◆ Problem description
Reproduce the material below word for word, leaving out any pictures.

(Dataset excerpts on object pointing)
============

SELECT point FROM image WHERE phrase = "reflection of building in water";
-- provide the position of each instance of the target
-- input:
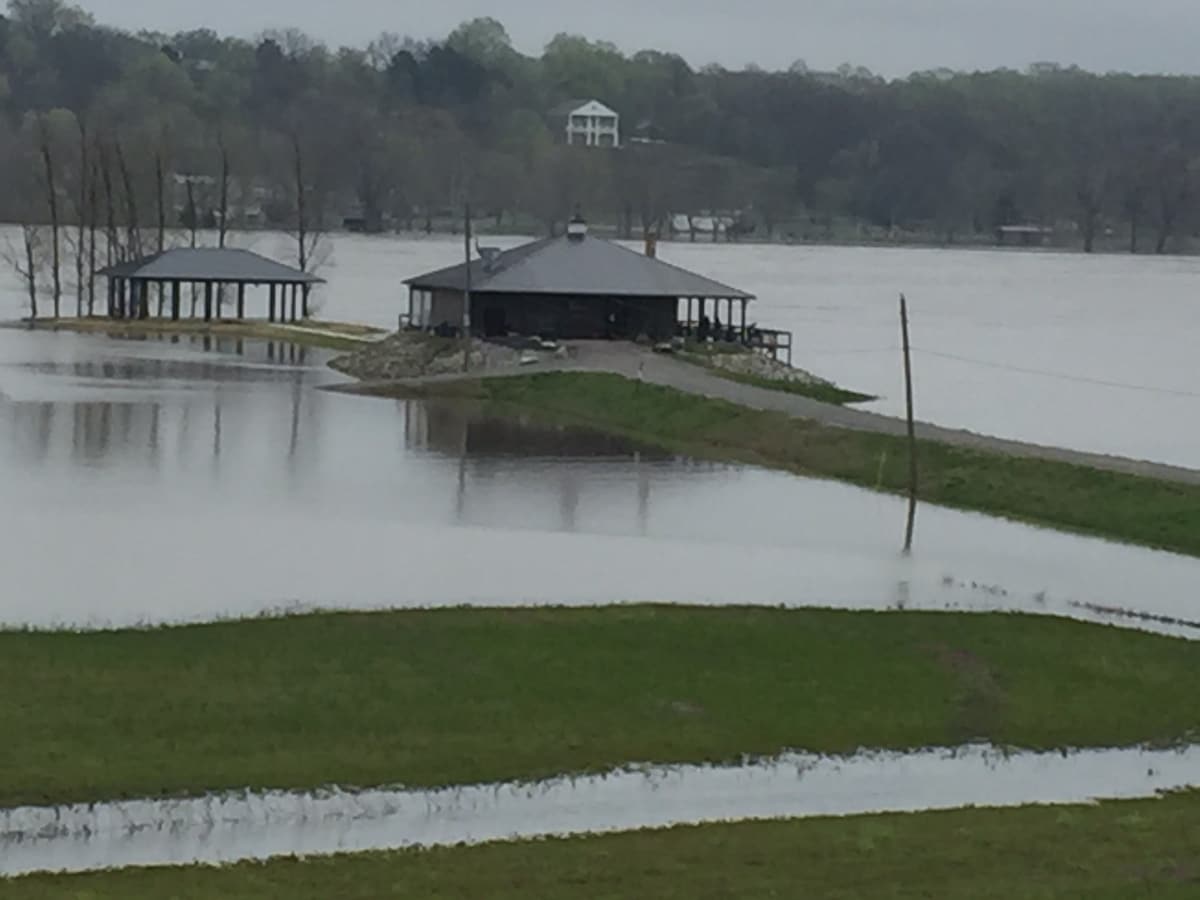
(451, 429)
(485, 448)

============

◆ Complete response
SELECT point FROM image WHERE phrase = "reflection of building in water";
-- provide the position of each instance of the target
-- input:
(451, 429)
(485, 448)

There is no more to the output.